Pull every line of the records below into your answer word for word, leaving out the pictures.

□ □ □ □ □ □ □

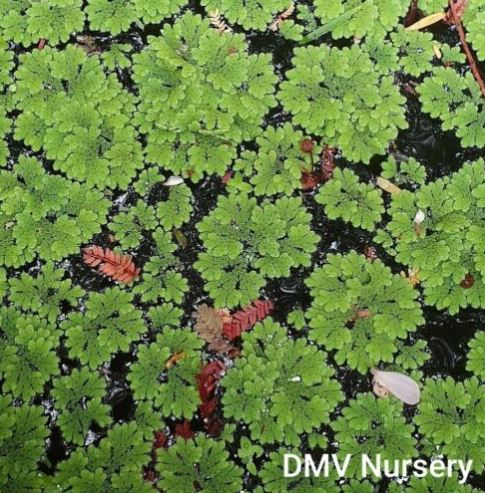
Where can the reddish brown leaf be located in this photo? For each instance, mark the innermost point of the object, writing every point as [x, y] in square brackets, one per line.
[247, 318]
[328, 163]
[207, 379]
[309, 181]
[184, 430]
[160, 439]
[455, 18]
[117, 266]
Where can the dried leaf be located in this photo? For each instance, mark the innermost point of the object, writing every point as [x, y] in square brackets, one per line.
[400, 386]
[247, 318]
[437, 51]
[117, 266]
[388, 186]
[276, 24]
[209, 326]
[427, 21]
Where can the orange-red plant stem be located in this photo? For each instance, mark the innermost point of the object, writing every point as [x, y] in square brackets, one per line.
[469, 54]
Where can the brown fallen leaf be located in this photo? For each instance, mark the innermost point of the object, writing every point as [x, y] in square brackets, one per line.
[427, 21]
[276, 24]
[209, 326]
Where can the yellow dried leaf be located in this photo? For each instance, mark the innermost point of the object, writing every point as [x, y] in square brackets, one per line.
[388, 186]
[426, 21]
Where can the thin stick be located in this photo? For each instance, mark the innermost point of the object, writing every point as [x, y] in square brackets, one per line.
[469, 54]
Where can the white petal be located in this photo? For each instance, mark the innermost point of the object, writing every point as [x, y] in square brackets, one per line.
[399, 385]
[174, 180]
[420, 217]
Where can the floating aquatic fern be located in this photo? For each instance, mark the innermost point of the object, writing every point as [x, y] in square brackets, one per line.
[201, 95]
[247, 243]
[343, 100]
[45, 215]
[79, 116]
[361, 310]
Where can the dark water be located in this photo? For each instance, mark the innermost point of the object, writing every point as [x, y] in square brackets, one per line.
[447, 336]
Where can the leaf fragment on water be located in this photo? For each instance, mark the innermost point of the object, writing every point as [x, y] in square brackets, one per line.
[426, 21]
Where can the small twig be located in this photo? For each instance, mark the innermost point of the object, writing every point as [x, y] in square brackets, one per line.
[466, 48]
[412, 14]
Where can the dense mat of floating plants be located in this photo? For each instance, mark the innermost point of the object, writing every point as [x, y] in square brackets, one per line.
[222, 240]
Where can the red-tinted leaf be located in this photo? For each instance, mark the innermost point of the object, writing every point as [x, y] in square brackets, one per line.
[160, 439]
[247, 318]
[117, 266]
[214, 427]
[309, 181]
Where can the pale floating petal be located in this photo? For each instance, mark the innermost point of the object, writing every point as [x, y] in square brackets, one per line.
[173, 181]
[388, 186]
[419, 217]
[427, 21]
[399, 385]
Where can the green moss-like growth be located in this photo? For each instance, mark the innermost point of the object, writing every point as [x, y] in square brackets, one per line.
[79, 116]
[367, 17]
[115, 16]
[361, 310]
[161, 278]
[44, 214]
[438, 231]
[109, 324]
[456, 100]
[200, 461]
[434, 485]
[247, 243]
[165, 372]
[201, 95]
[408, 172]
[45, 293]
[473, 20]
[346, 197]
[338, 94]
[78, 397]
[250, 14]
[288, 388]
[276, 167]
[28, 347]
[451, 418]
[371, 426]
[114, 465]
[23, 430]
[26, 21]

□ □ □ □ □ □ □

▸ ANSWER IN FULL:
Where can the reddish brown leaf be located in this photo? For each instance, mark the innermost point of the object, writing every point as [x, y] in square brackets, one per line.
[247, 318]
[328, 163]
[207, 379]
[309, 181]
[184, 430]
[160, 439]
[455, 18]
[117, 266]
Where can the dried leaf be located in this photo? For each instance, mark the innermost point of the object, writing every point as [x, y] in square brackets, one per line.
[400, 386]
[247, 318]
[437, 51]
[117, 266]
[388, 186]
[276, 24]
[209, 326]
[427, 21]
Where can the orange-red plant stem be located in this photo? For each instance, mark the innermost point of the object, writing every point as [x, y] in square brackets, one per line.
[469, 54]
Where can the brown fallen leaf be located in this photo? For each instance, mark the innermost point of the object, writing every point as [x, y] in square brackets, one per line.
[427, 21]
[276, 24]
[209, 326]
Where can the yellow dried leaf be located in this photo? For each instance, mark the innermost point of the object, writing every point as [x, y] in square brackets, one per line.
[388, 186]
[426, 21]
Where can the thin stick be located in this photo? For each instance, mark the innermost point of the object, writing every point as [x, y] in square brackets, one per line.
[469, 54]
Where can the white petal be located in this photo? For each instance, mark the innermost point of the object, writing every point as [x, y] in square brackets, one per line.
[399, 385]
[174, 180]
[420, 217]
Where can the floating aquatic fern be located in this photo? For each instance, mark the innermost point of the object, writing every point as [x, y] in square brackets, one per line.
[201, 95]
[247, 243]
[343, 100]
[45, 215]
[79, 116]
[361, 310]
Where can the dark water be located in this photo? For each instance, mark the innermost point of the object, writing every point as [x, y] in square brackets, one per line.
[447, 336]
Where can the leaf fragment on water be located in this photo? For each instance, mark the innermost point of the object, writing every point as [x, y] in square brackets, one per line.
[426, 21]
Where can the small twig be located in this photo? For each instance, mark the innermost point of the object, writing every point as [x, y] in square brackets, one per line.
[466, 48]
[412, 14]
Where can the dense mat of floating plants be located in this photo? For each instance, mark the innermost point of the object, writing every point as [x, y] in square brackets, one per line.
[222, 240]
Where can the red-tinted leaf be located in this photo? For each instance, mark the innermost point of the object, writing every point as [x, y] in square brackets, one per line.
[160, 439]
[247, 318]
[117, 266]
[214, 427]
[309, 181]
Where can the pale floating petal be located in this photo? For each instance, mark the innermost point of the object, writing every point as [x, y] in square brackets, one per line.
[173, 181]
[388, 186]
[419, 217]
[427, 21]
[399, 385]
Where can the green moss-like growth be located in this photo? For each instance, mark the innermost point of the object, writing every point as [x, y] in square brackets, one per line.
[79, 116]
[367, 17]
[115, 16]
[361, 310]
[161, 278]
[44, 214]
[438, 231]
[109, 324]
[456, 100]
[200, 461]
[434, 485]
[247, 243]
[165, 372]
[201, 95]
[408, 172]
[45, 293]
[473, 20]
[346, 197]
[338, 94]
[78, 397]
[250, 14]
[288, 388]
[276, 167]
[28, 347]
[451, 418]
[371, 426]
[114, 465]
[23, 430]
[26, 21]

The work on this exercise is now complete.